■ Requirement
Please copy out, unchanged, the part of the material below that opens with the line containing "Your task is to locate the tree line" and closes with the line containing "(78, 148), (85, 156)", both of those lines included. Write only that part.

■ Data provided
====================

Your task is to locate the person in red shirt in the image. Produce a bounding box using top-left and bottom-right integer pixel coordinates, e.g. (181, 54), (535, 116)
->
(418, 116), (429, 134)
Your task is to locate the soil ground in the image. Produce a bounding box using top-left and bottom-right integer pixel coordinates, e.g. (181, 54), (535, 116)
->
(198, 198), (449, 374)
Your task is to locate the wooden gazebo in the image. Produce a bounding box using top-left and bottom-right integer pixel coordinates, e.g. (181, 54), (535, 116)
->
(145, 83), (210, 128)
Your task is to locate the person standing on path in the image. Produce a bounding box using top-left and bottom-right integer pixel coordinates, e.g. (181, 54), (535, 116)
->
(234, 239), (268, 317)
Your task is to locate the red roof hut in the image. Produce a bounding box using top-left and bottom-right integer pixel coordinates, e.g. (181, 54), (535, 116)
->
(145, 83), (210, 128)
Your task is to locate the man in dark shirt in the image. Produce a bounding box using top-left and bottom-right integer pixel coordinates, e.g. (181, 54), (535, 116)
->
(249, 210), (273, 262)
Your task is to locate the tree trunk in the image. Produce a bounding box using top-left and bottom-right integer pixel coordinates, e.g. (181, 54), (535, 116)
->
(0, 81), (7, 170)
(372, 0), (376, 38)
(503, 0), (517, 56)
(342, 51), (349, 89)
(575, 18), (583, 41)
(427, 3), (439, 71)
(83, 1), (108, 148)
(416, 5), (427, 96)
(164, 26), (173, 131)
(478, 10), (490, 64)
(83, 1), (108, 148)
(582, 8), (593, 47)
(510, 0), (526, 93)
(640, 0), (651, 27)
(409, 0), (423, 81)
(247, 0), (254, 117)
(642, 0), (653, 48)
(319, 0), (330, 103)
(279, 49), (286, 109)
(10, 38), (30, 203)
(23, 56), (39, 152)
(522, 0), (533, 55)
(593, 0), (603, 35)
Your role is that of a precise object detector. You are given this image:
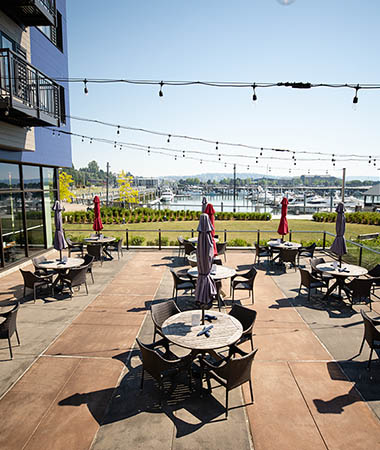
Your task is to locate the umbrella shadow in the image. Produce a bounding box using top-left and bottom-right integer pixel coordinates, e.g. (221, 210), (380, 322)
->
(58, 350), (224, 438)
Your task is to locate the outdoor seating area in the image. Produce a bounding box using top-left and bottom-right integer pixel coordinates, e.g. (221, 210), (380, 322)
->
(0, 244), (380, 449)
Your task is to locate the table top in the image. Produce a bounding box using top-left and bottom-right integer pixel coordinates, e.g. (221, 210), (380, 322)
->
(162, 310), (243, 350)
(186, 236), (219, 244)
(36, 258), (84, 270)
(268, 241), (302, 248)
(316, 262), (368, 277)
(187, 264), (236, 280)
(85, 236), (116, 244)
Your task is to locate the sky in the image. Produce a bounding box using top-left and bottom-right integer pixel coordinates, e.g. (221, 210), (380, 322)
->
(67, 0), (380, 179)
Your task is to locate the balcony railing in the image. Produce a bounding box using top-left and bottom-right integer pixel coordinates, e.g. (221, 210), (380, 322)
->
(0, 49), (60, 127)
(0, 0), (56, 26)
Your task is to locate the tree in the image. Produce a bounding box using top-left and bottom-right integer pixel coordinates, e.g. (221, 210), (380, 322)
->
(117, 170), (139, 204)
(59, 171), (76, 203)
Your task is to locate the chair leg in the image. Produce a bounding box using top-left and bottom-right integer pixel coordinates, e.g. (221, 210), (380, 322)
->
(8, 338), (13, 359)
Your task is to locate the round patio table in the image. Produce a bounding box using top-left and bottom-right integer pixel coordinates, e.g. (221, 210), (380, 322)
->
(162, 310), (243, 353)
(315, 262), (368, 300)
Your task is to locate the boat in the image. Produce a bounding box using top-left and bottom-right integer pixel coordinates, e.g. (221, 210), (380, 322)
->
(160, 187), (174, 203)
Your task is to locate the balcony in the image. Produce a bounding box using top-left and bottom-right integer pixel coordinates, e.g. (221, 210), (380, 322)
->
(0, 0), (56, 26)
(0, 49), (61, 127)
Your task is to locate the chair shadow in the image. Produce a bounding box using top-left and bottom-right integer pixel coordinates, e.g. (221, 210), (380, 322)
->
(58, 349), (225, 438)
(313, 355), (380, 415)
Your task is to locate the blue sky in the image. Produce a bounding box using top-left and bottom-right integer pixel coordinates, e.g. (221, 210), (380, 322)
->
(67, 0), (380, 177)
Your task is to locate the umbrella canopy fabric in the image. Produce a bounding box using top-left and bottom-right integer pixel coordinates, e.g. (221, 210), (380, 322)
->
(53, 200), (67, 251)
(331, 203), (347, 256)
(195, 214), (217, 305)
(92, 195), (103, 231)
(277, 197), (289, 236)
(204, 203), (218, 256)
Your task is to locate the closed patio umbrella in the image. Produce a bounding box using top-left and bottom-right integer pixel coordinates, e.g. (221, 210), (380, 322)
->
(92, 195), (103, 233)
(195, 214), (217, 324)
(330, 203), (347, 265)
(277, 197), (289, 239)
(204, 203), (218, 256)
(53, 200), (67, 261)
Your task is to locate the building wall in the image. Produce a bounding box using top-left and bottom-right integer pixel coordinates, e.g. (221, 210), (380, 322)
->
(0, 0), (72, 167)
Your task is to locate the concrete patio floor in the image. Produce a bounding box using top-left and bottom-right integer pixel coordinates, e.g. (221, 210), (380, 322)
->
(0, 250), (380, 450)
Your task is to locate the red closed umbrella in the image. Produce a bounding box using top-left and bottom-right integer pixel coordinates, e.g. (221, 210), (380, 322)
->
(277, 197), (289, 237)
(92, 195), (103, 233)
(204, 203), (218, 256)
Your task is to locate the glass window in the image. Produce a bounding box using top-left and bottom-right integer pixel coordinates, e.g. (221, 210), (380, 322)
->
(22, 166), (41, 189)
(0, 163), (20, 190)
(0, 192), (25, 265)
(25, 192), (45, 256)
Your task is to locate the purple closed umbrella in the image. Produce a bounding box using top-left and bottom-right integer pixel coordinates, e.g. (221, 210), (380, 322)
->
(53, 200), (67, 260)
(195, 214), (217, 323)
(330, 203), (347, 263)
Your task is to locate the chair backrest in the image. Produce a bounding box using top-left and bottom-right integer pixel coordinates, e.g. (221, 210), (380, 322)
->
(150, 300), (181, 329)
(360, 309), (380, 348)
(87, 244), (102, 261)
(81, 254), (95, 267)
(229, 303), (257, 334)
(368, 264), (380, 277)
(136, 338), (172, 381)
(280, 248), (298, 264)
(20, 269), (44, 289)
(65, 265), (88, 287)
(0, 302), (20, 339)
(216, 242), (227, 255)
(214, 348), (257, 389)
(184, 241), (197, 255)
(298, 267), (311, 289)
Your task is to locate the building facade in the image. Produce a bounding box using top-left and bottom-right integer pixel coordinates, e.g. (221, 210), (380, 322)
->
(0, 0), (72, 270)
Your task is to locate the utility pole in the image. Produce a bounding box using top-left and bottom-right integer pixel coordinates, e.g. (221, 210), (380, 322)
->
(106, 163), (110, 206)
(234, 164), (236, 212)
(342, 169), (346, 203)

====================

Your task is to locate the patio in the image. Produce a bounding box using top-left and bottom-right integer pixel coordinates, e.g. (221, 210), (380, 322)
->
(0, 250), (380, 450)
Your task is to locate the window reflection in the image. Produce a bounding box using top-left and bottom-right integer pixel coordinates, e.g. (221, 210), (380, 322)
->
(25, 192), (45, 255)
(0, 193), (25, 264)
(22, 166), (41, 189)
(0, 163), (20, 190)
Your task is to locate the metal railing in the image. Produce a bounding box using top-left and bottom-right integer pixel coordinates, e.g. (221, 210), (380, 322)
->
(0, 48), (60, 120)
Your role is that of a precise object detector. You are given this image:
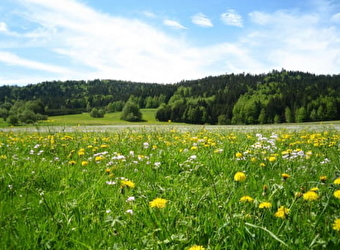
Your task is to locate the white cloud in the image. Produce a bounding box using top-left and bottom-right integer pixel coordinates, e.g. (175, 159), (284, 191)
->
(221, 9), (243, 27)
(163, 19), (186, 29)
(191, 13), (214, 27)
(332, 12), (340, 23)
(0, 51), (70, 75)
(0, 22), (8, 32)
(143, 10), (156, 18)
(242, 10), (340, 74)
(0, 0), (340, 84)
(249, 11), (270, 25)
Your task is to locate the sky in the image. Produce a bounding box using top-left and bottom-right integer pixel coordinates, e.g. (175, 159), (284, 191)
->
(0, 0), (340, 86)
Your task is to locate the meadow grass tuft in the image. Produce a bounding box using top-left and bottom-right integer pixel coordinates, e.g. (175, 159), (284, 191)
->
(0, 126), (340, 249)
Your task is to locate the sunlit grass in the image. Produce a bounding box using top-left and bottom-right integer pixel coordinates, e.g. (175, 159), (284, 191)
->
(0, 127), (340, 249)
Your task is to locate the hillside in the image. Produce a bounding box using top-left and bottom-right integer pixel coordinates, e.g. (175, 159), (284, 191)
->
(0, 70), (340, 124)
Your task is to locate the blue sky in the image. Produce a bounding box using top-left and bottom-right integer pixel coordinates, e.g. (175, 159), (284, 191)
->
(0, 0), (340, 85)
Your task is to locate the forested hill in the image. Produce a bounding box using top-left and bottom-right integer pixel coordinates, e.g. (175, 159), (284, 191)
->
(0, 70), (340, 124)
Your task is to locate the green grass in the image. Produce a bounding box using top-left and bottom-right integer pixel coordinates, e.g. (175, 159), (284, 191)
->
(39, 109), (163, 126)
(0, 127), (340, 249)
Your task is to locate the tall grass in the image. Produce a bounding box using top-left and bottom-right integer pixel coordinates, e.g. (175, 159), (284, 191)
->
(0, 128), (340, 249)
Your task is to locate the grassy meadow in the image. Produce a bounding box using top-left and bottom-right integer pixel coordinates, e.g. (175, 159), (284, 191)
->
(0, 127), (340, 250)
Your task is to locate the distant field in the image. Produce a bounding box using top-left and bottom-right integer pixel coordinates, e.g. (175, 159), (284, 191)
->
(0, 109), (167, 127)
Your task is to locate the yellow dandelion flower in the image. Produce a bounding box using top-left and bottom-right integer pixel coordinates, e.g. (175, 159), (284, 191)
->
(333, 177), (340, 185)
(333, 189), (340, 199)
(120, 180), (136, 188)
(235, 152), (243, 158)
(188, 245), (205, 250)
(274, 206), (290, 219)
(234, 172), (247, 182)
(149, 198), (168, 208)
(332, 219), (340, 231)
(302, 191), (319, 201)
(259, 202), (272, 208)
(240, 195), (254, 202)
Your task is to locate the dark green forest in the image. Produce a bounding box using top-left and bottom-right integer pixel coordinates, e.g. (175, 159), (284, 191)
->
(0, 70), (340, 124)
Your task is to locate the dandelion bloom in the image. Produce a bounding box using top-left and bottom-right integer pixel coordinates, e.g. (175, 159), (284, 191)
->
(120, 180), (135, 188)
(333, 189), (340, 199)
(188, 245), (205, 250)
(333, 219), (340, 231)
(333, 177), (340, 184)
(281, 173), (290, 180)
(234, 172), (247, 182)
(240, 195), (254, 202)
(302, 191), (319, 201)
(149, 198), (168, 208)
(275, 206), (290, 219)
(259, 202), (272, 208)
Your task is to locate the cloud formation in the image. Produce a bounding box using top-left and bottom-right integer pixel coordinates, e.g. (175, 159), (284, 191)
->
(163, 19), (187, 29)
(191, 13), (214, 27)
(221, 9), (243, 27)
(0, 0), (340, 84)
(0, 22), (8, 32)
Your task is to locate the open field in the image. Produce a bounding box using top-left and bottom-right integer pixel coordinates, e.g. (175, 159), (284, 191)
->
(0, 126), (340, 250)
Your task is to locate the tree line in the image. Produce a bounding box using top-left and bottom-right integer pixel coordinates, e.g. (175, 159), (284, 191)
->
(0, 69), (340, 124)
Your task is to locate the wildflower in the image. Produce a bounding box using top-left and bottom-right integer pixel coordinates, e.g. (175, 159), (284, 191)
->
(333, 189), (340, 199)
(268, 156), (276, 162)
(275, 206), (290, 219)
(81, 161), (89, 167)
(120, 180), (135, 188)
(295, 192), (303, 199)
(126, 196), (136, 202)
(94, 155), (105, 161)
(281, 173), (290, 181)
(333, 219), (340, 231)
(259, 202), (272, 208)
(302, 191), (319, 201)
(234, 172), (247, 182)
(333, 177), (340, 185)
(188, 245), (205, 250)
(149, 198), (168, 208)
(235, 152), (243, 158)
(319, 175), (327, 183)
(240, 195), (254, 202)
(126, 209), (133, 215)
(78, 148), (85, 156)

====================

■ Full answer
Your task is to locate the tree line in the image. Produce a bounding box using top-left and bottom-right integer pixel coordinates, e.g. (175, 159), (284, 191)
->
(0, 69), (340, 124)
Your task is to locate the wildflower in the image. Produce a bounding box using top-left and bottom-right integer pixel coordinates, e.g. (175, 159), (284, 191)
->
(333, 189), (340, 199)
(268, 156), (276, 162)
(275, 206), (290, 219)
(81, 161), (89, 167)
(120, 180), (135, 188)
(295, 192), (303, 199)
(126, 196), (136, 202)
(94, 155), (105, 161)
(281, 173), (290, 181)
(333, 219), (340, 231)
(259, 202), (272, 208)
(302, 191), (319, 201)
(234, 172), (247, 182)
(333, 177), (340, 185)
(188, 245), (205, 250)
(149, 198), (168, 208)
(235, 152), (243, 158)
(319, 175), (327, 183)
(240, 195), (254, 202)
(126, 209), (133, 215)
(78, 148), (85, 156)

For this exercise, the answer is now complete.